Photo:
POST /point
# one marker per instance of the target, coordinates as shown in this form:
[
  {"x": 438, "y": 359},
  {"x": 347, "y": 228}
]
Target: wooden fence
------------------------------
Could you reproduce all of the entries above exactly?

• [Written answer]
Photo:
POST /point
# one marker per instance of the target, coordinates as shown in this form:
[
  {"x": 438, "y": 359},
  {"x": 347, "y": 228}
]
Target: wooden fence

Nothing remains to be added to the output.